DESCRIPTION OF THE TASK:
Look through the material below for "instance". Copy every line that contains it.

INPUT DATA:
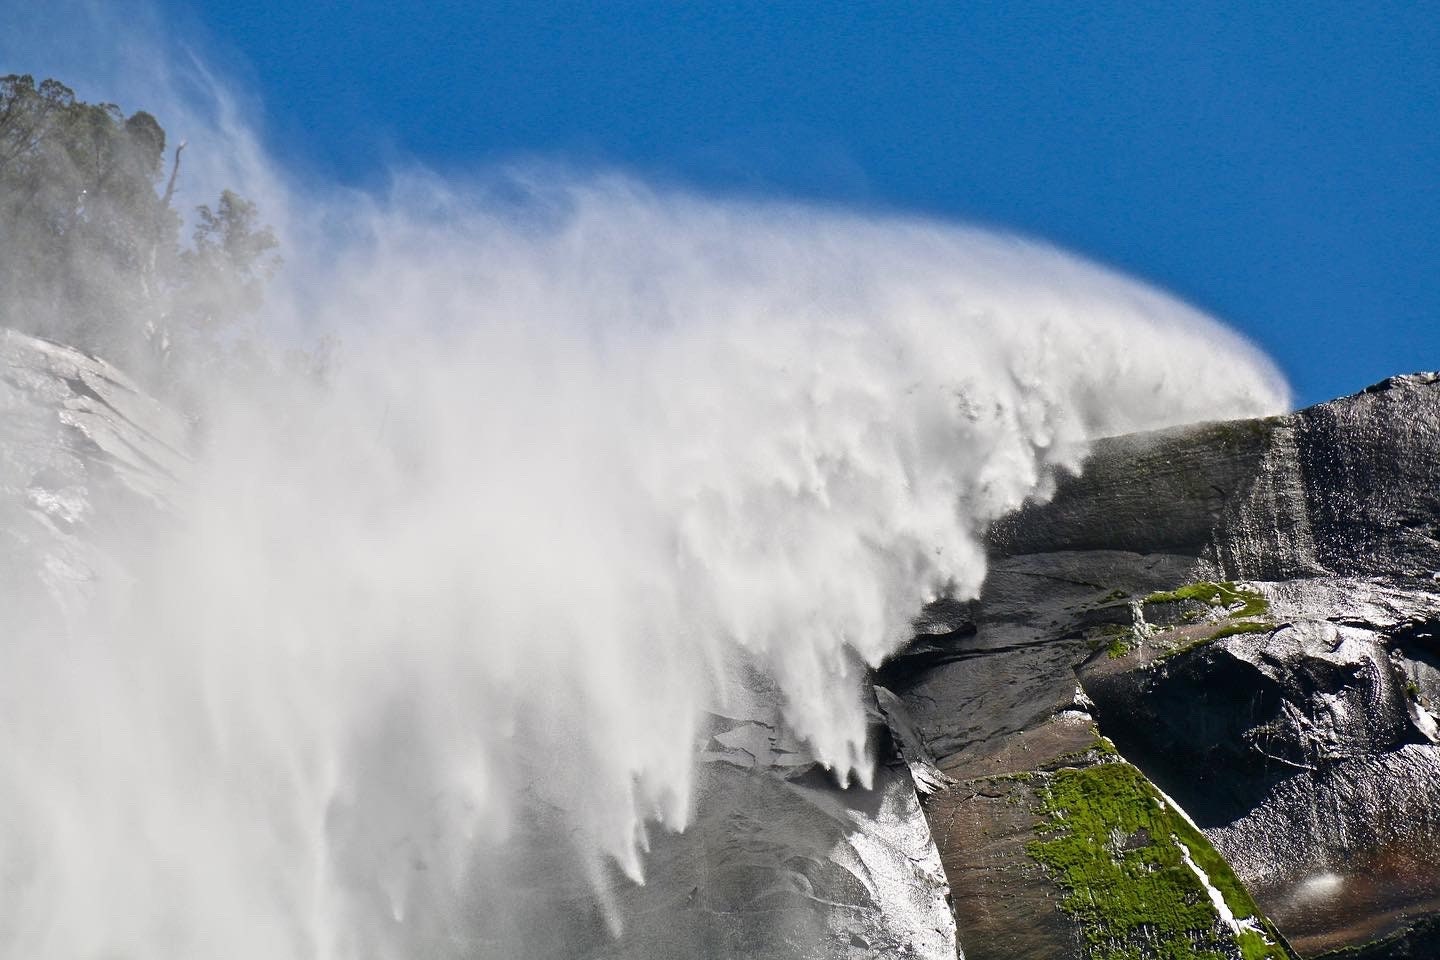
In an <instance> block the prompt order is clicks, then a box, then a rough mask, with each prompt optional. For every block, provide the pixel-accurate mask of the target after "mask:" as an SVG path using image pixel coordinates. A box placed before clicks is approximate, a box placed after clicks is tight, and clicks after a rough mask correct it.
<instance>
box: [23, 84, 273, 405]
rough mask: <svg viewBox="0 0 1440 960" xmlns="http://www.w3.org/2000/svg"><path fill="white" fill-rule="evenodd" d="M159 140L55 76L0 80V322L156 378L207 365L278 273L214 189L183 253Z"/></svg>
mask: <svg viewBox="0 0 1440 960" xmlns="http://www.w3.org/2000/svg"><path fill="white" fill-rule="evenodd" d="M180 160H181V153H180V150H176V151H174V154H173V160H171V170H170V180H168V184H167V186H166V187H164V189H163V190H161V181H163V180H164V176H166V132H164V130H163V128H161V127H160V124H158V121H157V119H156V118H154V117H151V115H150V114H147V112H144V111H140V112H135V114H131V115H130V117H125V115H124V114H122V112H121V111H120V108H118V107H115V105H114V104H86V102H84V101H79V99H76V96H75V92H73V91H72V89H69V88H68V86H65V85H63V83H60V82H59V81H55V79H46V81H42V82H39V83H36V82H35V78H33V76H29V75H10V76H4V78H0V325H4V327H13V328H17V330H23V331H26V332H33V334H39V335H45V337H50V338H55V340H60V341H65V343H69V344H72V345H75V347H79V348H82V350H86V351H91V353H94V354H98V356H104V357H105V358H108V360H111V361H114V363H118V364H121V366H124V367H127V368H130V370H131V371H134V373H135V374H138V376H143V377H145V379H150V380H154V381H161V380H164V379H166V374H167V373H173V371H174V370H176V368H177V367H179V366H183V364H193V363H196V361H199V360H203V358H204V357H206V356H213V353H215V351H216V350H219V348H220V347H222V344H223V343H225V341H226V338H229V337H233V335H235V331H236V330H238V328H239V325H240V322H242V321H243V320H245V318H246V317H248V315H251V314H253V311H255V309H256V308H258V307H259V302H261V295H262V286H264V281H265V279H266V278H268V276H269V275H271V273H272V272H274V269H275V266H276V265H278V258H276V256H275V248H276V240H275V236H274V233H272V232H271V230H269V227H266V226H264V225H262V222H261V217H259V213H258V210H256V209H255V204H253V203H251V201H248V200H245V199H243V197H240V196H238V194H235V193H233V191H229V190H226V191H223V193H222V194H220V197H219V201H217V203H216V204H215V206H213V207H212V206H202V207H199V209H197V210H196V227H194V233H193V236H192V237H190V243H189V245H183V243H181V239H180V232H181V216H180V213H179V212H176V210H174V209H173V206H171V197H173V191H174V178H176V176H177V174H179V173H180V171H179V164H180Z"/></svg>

EXERCISE OUTPUT:
In an <instance> block the prompt order is clicks, then a box, then a rough mask, with each prompt optional. For every block, provide the pixel-accurate mask of the target after "mask:" as an SVG path using image pixel coordinates. A box placed before clicks is approximate, a box placed after clicks is tight, and clicks after a rough mask correct it.
<instance>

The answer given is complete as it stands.